▸ **What you are asked to do**
Can you give the listing below again with every "one per instance" changed to "one point each" and nothing else altered?

▸ **Provided records**
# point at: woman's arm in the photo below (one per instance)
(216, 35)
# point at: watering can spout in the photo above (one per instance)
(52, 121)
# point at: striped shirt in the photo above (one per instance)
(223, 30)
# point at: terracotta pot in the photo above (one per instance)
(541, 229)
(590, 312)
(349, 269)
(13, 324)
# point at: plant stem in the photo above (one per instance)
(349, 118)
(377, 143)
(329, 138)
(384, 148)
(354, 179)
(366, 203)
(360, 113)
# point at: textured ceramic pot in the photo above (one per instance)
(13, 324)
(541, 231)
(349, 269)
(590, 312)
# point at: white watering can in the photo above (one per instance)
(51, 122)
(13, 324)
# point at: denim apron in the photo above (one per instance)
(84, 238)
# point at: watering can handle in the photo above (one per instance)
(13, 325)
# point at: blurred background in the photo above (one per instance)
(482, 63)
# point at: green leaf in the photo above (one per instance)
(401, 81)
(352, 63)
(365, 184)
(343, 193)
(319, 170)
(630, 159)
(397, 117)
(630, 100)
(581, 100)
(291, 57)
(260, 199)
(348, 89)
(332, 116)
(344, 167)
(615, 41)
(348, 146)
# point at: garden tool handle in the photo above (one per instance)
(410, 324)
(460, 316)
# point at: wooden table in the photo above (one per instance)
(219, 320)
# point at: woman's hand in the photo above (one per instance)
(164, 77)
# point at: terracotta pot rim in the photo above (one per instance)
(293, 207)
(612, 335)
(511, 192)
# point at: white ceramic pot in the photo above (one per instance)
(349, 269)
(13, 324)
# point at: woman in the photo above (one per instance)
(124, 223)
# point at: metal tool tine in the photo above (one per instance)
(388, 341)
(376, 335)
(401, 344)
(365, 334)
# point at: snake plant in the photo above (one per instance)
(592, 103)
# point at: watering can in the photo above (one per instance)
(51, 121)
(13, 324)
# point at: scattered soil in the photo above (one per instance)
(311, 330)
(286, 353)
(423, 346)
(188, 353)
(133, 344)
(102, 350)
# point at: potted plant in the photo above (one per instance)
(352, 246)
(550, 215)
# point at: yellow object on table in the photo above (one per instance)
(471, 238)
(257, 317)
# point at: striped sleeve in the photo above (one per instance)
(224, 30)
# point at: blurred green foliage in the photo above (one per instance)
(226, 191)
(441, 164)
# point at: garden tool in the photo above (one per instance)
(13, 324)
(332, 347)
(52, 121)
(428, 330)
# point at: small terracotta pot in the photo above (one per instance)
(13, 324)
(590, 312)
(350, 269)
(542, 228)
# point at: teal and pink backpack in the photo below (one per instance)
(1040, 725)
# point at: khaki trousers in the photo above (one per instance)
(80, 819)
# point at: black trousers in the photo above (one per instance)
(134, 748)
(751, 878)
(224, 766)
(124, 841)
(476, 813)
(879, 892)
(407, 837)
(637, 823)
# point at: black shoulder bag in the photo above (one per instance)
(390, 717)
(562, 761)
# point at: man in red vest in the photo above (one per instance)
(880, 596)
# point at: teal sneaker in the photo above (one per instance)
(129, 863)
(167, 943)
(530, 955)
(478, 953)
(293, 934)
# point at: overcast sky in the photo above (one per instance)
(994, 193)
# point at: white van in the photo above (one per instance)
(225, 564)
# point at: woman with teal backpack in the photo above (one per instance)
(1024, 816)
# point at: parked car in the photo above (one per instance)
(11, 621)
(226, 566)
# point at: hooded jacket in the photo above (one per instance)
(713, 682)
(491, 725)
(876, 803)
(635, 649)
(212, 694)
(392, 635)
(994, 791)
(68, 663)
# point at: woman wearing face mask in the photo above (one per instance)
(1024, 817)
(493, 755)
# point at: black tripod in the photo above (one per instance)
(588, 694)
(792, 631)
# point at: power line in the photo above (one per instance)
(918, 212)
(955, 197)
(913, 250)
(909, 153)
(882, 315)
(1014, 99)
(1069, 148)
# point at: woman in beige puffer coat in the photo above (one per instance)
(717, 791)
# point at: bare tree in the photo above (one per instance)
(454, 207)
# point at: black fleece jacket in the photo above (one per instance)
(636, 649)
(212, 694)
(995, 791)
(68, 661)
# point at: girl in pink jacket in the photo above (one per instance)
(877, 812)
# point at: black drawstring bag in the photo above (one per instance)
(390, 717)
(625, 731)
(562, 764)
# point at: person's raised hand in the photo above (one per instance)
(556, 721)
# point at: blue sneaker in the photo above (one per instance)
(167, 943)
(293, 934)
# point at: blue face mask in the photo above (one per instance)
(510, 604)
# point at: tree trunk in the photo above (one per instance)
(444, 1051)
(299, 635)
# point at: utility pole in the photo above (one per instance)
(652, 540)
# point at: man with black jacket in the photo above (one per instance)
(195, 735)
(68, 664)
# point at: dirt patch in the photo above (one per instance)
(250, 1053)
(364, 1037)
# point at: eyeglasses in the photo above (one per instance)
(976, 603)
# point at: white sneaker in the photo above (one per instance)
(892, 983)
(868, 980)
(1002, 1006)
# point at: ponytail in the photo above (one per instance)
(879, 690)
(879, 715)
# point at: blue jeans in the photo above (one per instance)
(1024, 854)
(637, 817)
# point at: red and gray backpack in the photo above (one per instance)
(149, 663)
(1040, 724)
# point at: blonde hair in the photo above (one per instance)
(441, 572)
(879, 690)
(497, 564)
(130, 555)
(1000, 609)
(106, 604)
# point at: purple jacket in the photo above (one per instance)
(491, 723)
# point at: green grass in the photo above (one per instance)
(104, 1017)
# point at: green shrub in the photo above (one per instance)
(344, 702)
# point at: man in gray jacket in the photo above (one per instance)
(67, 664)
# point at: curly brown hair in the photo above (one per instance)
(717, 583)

▸ **Result of the task**
# point at: woman's arm in the photo below (one point each)
(216, 35)
# point at: watering can spout in the photo above (one point each)
(52, 121)
# point at: striped shirt in the photo above (one point each)
(223, 30)
# point at: terracotta pot in the photo above (one point each)
(541, 229)
(590, 312)
(349, 269)
(13, 324)
# point at: plant stem in the photo above (one point each)
(349, 118)
(377, 143)
(329, 138)
(384, 148)
(354, 179)
(366, 203)
(360, 113)
# point at: textured ceramic pot in the photo above (one point each)
(13, 324)
(541, 231)
(349, 269)
(590, 312)
# point at: white watering can in the photo above (one point each)
(51, 122)
(13, 324)
# point at: denim apron in the photo above (one point each)
(84, 238)
# point at: watering can handle in the photo above (one point each)
(13, 325)
# point at: blurred background in the photo above (one point each)
(482, 63)
# point at: green leaf in the photo above (one point each)
(401, 81)
(352, 63)
(365, 184)
(343, 193)
(319, 170)
(630, 159)
(397, 117)
(630, 100)
(581, 100)
(291, 57)
(260, 199)
(348, 89)
(332, 116)
(344, 167)
(615, 41)
(348, 146)
# point at: garden tool handle in the photo above (one point each)
(410, 324)
(460, 316)
# point at: wooden table in the photo above (one point each)
(219, 320)
# point at: woman's hand in the photo above (one point each)
(164, 77)
# point at: terracotta pot rim in the photo above (one point each)
(293, 207)
(612, 335)
(511, 192)
# point at: white ceramic pot in the photo above (one point each)
(349, 269)
(13, 324)
# point at: woman in the photo above (one point each)
(124, 223)
# point at: metal tool tine in the photo above (one point each)
(388, 341)
(376, 335)
(401, 344)
(365, 334)
# point at: snake plant in the photo above (one point each)
(592, 103)
# point at: watering can in the photo above (one point each)
(51, 121)
(13, 324)
# point at: scattered soil in the photo above (one point each)
(311, 330)
(286, 353)
(423, 346)
(188, 353)
(133, 344)
(102, 350)
# point at: potted plant in the photo above (one point each)
(352, 246)
(550, 215)
# point at: yellow object on table in the photo above (one point each)
(471, 238)
(257, 317)
# point at: striped sleeve in the photo above (one point each)
(224, 30)
# point at: blurred green foliage in the photo above (one point each)
(226, 191)
(441, 164)
# point at: garden tool in the photo above (one point each)
(13, 324)
(332, 347)
(52, 121)
(428, 330)
# point at: small terracotta pot in the photo above (one point each)
(13, 324)
(590, 312)
(350, 269)
(542, 228)
# point at: teal and pink backpack in the photo below (one point each)
(1040, 725)
# point at: khaki trousers in the photo above (one point each)
(80, 819)
# point at: black trousers in the photo above (one point each)
(134, 748)
(751, 878)
(224, 766)
(124, 841)
(476, 813)
(879, 892)
(407, 837)
(637, 823)
# point at: black shoulder bag in the photo above (one point each)
(390, 717)
(562, 761)
# point at: man in red vest in the photo above (one point each)
(880, 596)
# point at: teal sneaker in the photo above (one point each)
(129, 863)
(167, 943)
(530, 955)
(478, 953)
(293, 934)
# point at: overcast sky in the photo above (one point each)
(994, 193)
# point at: white van in the photo above (one point each)
(225, 564)
# point at: woman with teal backpack in the photo above (one point each)
(1024, 816)
# point at: parked car in the photo above (one point each)
(11, 621)
(226, 566)
# point at: hooded jacket in the photo above (one point each)
(713, 682)
(491, 725)
(876, 803)
(635, 649)
(212, 694)
(392, 635)
(994, 791)
(68, 663)
# point at: woman wearing face mask in the photo above (one point each)
(1024, 817)
(493, 755)
# point at: black tripod in the photo above (one point each)
(588, 694)
(792, 631)
# point at: power line in the photo above (one point each)
(918, 212)
(955, 197)
(913, 250)
(909, 153)
(882, 315)
(1014, 99)
(1069, 148)
# point at: woman in beige puffer coat in the photo above (one point each)
(717, 791)
# point at: bare tree in the photo above (one point each)
(454, 207)
# point at: black fleece jacket in the photo above (one point each)
(636, 649)
(212, 694)
(995, 791)
(68, 661)
# point at: girl in pink jacket in the photo above (one point each)
(877, 812)
# point at: black drawstring bag in the photo above (one point each)
(390, 717)
(625, 731)
(562, 764)
# point at: person's raised hand in the photo above (one point each)
(556, 721)
# point at: blue sneaker in the photo above (one point each)
(167, 943)
(293, 934)
# point at: blue face mask in the photo above (one point each)
(510, 604)
# point at: tree trunk in the photo above (one point each)
(444, 1051)
(299, 635)
# point at: utility pole in the photo above (one point each)
(652, 540)
# point at: man with black jacket in the photo above (one point each)
(195, 735)
(68, 664)
# point at: dirt patch in the photo above (one point each)
(250, 1053)
(364, 1037)
# point at: eyeglasses in the photo above (one point each)
(976, 603)
# point at: white sneaker in the photo above (one point each)
(892, 983)
(868, 980)
(1002, 1006)
# point at: ponytail in the photo above (one point each)
(879, 690)
(879, 715)
# point at: blue jeans in the photo above (one point each)
(1024, 854)
(637, 817)
# point at: red and gray backpack in the photo above (one point each)
(149, 663)
(1040, 724)
# point at: blonde hair in the photo above (one point each)
(441, 572)
(879, 690)
(497, 564)
(130, 555)
(1000, 609)
(106, 604)
# point at: purple jacket in the photo above (one point each)
(491, 723)
# point at: green grass in the photo above (one point each)
(104, 1017)
# point at: green shrub in the photo above (one point each)
(344, 702)
# point at: man in gray jacket in the photo above (one point each)
(67, 664)
# point at: curly brown hair in the photo above (one point each)
(717, 583)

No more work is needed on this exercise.